Article -
## Start

What happens to you when you make a mistake and discover it? Moreover, I have to wonder what happens when you make another mistake right after the first one affecting the same group of people! People that you just met! Maybe that never happened to you but recently it happened to me.
I told the story of my mistake to my marketing guru friend and she said, go write a blog about it and I thought that was a perfect idea and one I never would have thought of. Why is it perfect? Because in my past I would have never done such an embarrassing thing. Listen, i’m not anything close to perfect and once upon a time I would have been so mortified and so horrified and yes, even filled with shame over a simple mistake. You couldn’t have paid me to share about it. As you can see, that’s not what happened this time!
Before, there would be this booming voice echoing as if I were deep in a cave. At any random moment the voice screamed and echoed telling me what a failure I am, how embarrassed I should be and what are they going to say about me….again!
There used to be this roller coaster of emotions swirling in my thoughts never letting me get off this cycle of thinking. I would have berated myself each moment the memory of my mistake came into back into focus. I’d worry who saw my mistake. Who did they tell? And following the drama, I would not be able to jump off the insidious roller coaster of chatter taking up residence in my mind for quite some time.

## End

Material -

## Start

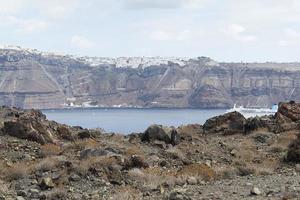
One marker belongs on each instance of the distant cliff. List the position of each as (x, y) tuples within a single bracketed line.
[(33, 79)]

## End

Work to do -
A: In the blog post about making mistakes, who suggested writing a blog about the mistake?
B: Carry on the blog post about making mistakes, starting right after its final sentence.

Answers to each task -
A: The writer's marketing guru friend.

B:
Well, as I told this friend the story of what happened something really unexpected happened. I mean, it’s absolutely crazy. Instead of beating myself up, I laughed! I actually laughed! Like what happened and where did you hide the real Sandy?
I smiled and with pure delight, I realized I have not done that old looped, roller coaster thinking in a very long time but I just hadn’t noticed. I again laughed as a result of the incredible relief of recognizing this self forgiveness. I had a new normal and it was a thrill to discover!
So, I wonder how many of you can relate to the punishment that persists, post incident. Maybe you wonder how I got to this new place without even noticing. I have to wonder; how can more of us have our own transformation?
Now please understand that this is nothing I have done. I didn't try, I didn't work hard, I didn’t even notice for goodness sake! But, all along it was the work of the One who helps us day and night if we just remember to ask. If we are willing, obedient (most of the time) and keep checking in He is happy to help us be the person he created us to be.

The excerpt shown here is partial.